- _EXERCISE_
Once the pictures are set aside, output all the records exactly.
Start of RAW DATA
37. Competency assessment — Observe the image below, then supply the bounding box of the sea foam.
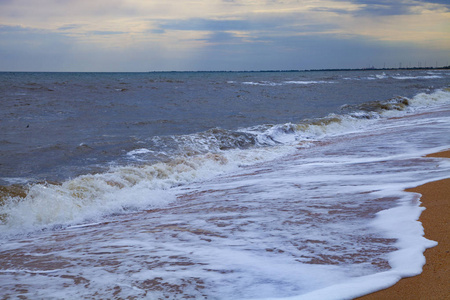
[1,89,449,235]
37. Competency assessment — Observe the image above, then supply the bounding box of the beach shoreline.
[357,150,450,299]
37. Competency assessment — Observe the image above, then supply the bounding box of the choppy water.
[1,70,447,183]
[0,70,449,299]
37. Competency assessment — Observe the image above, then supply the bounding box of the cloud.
[338,0,449,16]
[88,30,125,35]
[186,31,449,71]
[157,18,253,32]
[0,0,448,71]
[0,24,27,32]
[197,31,242,44]
[358,2,415,16]
[424,0,450,7]
[309,7,353,15]
[0,24,74,71]
[58,24,82,31]
[325,0,415,17]
[155,15,337,39]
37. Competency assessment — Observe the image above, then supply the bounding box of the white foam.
[241,81,334,86]
[0,143,297,234]
[127,148,152,156]
[283,81,333,85]
[260,195,438,300]
[392,75,442,80]
[408,89,450,108]
[242,81,282,86]
[1,97,449,299]
[1,179,176,233]
[2,89,449,236]
[2,269,62,274]
[0,177,33,185]
[126,148,154,161]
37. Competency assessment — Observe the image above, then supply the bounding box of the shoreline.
[357,150,450,299]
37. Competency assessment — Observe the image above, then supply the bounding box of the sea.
[0,69,449,299]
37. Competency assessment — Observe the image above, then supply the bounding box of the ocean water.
[0,70,449,299]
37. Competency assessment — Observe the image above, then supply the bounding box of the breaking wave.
[242,80,334,86]
[1,88,449,234]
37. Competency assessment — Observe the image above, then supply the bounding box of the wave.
[241,80,334,86]
[1,88,449,234]
[343,72,445,81]
[0,146,294,235]
[392,75,443,80]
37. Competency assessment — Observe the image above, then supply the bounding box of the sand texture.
[357,150,450,299]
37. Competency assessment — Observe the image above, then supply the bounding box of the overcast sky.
[0,0,449,71]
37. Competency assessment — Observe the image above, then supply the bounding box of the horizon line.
[1,66,449,73]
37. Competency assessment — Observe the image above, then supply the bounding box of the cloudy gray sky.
[0,0,449,71]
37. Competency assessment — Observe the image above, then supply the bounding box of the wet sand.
[357,150,450,299]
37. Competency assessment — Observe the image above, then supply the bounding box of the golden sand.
[357,150,450,299]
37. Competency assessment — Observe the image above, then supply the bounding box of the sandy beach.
[357,150,450,299]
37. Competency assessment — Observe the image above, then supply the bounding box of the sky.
[0,0,449,71]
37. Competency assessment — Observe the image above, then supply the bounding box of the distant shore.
[357,150,450,300]
[148,66,450,73]
[303,66,450,72]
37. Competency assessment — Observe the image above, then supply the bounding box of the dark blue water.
[1,70,448,183]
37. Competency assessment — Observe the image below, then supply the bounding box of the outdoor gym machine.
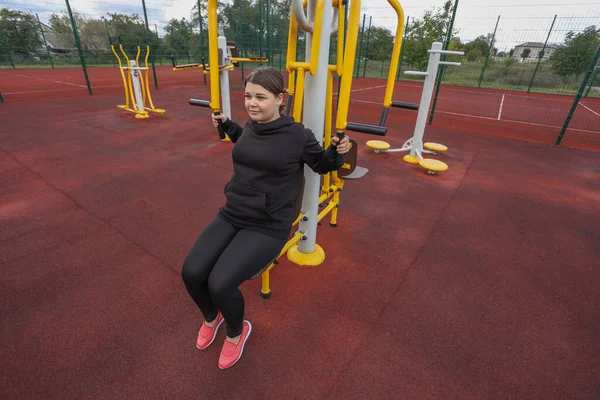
End of RAW DATA
- _RESULT FOR THIS TASK_
37. Competency assessment — Observe the image below, then supply the bounding box of the sea foam.
[1,89,449,235]
37. Competency assessment — Observe the image above, then supply the bounding box of the beach shoreline.
[357,150,450,299]
37. Competency assessment — Observe the image above, then supply the bounding box of the choppy water.
[1,70,447,183]
[0,70,449,299]
37. Competency assessment — Observe the image above, then supply the bounding box of the cloud.
[338,0,449,16]
[88,30,125,35]
[186,31,449,71]
[157,18,253,32]
[0,0,448,71]
[0,24,27,32]
[197,31,242,44]
[358,2,415,16]
[424,0,450,7]
[309,7,353,15]
[0,24,74,71]
[58,24,82,31]
[325,0,415,17]
[155,15,337,39]
37. Competency assessment — Observe the image above, then supply the bounding box of the white foam.
[241,81,334,86]
[0,143,297,234]
[127,148,152,156]
[283,81,333,85]
[260,195,438,300]
[392,75,442,80]
[408,89,450,108]
[242,81,282,86]
[1,97,449,299]
[1,179,176,233]
[2,89,449,236]
[2,269,62,274]
[0,177,33,185]
[126,148,154,161]
37. Competency assessment — Observe the image above, then supply the bounding box of the shoreline.
[357,150,450,299]
37. Competency assessment — Observe the image above, then supply the bounding box of the sea.
[0,69,449,299]
37. Competency assessment — Observe the image above, then supply the bounding box of the ocean water.
[0,70,449,299]
37. Competency assessment — Observe the image above, then supply the bounding box of the breaking wave.
[242,80,334,86]
[1,88,449,234]
37. Competency assessment — Observe the image above, then supply the bounding box of the wave.
[241,80,334,86]
[1,88,449,234]
[343,72,445,81]
[0,146,294,235]
[392,75,443,80]
37. Competency assessment — Observe the image above, then supply the bounding box of the sand texture.
[357,150,450,299]
37. Competency assessment — Observe the image above, then supply the bounding box of the overcast sky.
[0,0,449,71]
37. Competency assessment — Observe the image above, then supply the bounding box of the horizon line.
[1,66,449,73]
37. Competency assessment — Observe the image above, then supply the bounding box of the cloudy gray sky.
[0,0,449,71]
37. Competency assessment — Observe the image above, then supply the bounding box of the wet sand.
[357,150,450,299]
37. Competency assessment — Observe the image above, then supply the bounding box of the golden sand.
[357,150,450,299]
37. Competency assessment — Observe the image above, then supply the bounding box of the sandy beach.
[357,150,450,299]
37. Competency assessment — Observe the image above, then supply the bounding box of the sky.
[0,0,449,71]
37. Competency assessment — Observe the image above, then supply the bounding box of the distant shore.
[357,150,450,300]
[148,66,450,73]
[303,66,450,72]
37. Competency assessment — Observe the image above, then supply the bounding box of the dark blue water.
[1,70,448,183]
37. Competency assessment — Observe the image below, then supply the bounding box of the outdoor gym machine.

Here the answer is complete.